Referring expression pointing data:
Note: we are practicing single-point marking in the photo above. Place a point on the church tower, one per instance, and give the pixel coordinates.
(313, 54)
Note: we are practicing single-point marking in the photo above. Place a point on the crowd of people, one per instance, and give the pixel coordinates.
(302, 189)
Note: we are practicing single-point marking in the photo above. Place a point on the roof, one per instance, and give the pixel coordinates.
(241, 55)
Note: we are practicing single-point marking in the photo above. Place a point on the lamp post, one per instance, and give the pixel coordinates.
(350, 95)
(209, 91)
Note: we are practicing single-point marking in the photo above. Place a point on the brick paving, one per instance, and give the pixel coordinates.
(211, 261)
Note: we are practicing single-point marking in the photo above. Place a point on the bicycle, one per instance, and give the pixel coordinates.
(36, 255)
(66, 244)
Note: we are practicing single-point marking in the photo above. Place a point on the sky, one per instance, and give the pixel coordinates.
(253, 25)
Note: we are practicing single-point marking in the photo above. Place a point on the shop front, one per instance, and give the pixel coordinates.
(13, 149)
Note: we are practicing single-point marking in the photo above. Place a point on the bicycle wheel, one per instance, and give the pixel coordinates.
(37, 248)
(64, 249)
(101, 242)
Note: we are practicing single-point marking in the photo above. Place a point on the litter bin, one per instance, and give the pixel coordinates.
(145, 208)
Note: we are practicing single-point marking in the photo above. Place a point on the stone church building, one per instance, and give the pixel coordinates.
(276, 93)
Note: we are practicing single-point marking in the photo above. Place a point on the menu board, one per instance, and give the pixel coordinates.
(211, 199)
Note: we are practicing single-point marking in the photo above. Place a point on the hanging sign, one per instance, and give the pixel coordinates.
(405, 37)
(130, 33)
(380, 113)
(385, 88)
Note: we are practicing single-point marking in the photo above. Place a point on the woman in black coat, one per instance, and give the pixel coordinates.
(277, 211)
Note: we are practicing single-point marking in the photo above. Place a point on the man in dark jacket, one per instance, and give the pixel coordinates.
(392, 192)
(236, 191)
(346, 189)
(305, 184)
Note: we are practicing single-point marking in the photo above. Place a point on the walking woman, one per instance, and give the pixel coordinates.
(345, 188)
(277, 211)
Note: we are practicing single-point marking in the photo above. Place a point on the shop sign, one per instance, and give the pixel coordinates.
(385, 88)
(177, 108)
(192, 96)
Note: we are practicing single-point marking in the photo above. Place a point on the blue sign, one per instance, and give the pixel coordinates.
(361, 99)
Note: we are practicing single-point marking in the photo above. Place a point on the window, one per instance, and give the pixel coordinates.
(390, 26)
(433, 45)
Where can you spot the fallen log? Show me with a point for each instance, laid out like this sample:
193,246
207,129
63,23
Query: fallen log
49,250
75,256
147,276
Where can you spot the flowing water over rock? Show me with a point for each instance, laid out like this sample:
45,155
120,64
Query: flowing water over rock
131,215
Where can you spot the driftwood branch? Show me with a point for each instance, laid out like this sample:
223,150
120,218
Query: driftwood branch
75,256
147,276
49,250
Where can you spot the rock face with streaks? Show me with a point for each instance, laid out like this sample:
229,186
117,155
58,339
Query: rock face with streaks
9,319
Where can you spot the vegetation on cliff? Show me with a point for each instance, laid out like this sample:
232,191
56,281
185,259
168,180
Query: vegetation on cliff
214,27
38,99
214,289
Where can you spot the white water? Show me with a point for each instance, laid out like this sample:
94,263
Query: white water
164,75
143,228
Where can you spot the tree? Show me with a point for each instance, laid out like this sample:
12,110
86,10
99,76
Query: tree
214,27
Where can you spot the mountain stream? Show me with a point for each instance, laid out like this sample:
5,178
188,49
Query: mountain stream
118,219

## Problem requirements
What this exercise asks for is an exact copy of all the records.

## Response area
Note: we are practicing single-point marking in the photo above. Place a point on the church tower, one per instance, and give the pixel coordinates.
(313, 54)
Note: we are practicing single-point marking in the photo above. Place a point on the crowd of people, one per instance, and give the pixel coordinates.
(302, 189)
Note: we are practicing single-point marking in the photo above. Place a point on the roof, one per instance, and give the pixel coordinates.
(241, 55)
Note: we are practicing single-point marking in the photo above. Place a point on the lamp post, one per instance, and give the pixel coordinates.
(350, 95)
(209, 91)
Note: we are practicing single-point marking in the photo above. Place a point on the brick paving, one per instance, and give the pixel coordinates.
(211, 261)
Note: we are practicing single-point marking in the photo above. Place a point on the bicycle, one per instance, and give the pixel coordinates.
(36, 255)
(66, 244)
Note: we are practicing single-point marking in the photo above. Place a point on the sky, one per instance, and give the pixel coordinates.
(253, 25)
Note: we are practicing single-point marking in the photo above. Place a point on the shop front, one per instance, and give the pixel coordinates.
(13, 149)
Note: we are practicing single-point marking in the photo above. Place a point on the bicycle wheel, one per instance, and give the pixel coordinates.
(37, 248)
(64, 249)
(101, 242)
Note: we are practicing single-point marking in the photo above. Place a point on the litter bin, one per instance, and give the pixel coordinates.
(145, 208)
Note: we are practicing single-point marking in the photo above. Place a point on the stone church building, one per instance, and give the pixel coordinates.
(276, 93)
Note: we are practicing single-point marking in the photo above. Place a point on the menu board, one per instance, and give the pixel coordinates.
(211, 199)
Note: we are practicing single-point marking in the photo above. Place a point on the hanging sign, one per instance, and give the pixel coordinates.
(405, 37)
(130, 33)
(380, 113)
(385, 88)
Note: we are practicing single-point marking in the photo above. Place a point on the woman in black coat, one per instance, and give the pixel coordinates.
(277, 211)
Note: we are practicing single-point marking in the photo above. Place a point on the man in dark jacket, one per instance, and give the pixel coordinates.
(392, 192)
(236, 191)
(346, 189)
(305, 184)
Note: we are practicing single-point marking in the photo above. Place a point on the walking woman, one per instance, and give the pixel coordinates.
(345, 188)
(277, 211)
Note: we are practicing single-point marking in the photo above. Place a point on the shop sign, one per instance, and give the pixel coordinates.
(385, 88)
(177, 108)
(192, 96)
Note: we are practicing single-point marking in the photo above. Place a point on the blue sign, one per instance, and give the pixel coordinates.
(361, 99)
Note: we are practicing single-point marking in the photo above. Place a point on the window, one per instance, and give the pixel coordinates.
(390, 26)
(433, 45)
Where can you spot the fallen log? Show me with a point for each instance, laid out like this sample:
193,246
207,129
63,23
Query: fallen log
49,250
75,256
147,276
Where can you spot the flowing water over rock? Show me with a point for each instance, laid out like this sample:
45,155
120,64
Query: flowing water over rock
131,215
Where can you spot the driftwood branch? Show me with a point for each instance, laid out like this sample:
223,150
120,218
Query: driftwood branch
75,256
147,276
49,250
Where can you spot the rock face with streaks? Show me with a point for each instance, laid out like this sample:
229,186
117,155
58,339
Query: rock face with streaks
9,319
Where can you spot the vegetation on cliff? Show me with a point for each instance, laid out like this sample:
232,191
56,281
185,259
168,180
Query: vegetation on cliff
214,27
38,99
214,289
Where can you spot the white water? Show me with a point for each instance, laid out like this sample:
94,263
Query: white water
164,75
143,228
Where can you spot the tree? Show me with a point for each instance, laid out like this sample:
12,110
86,10
99,76
Query: tree
214,27
Where can you spot the mountain stream? Show me with a point for each instance, laid out like this sample:
5,178
188,49
Query: mountain stream
118,219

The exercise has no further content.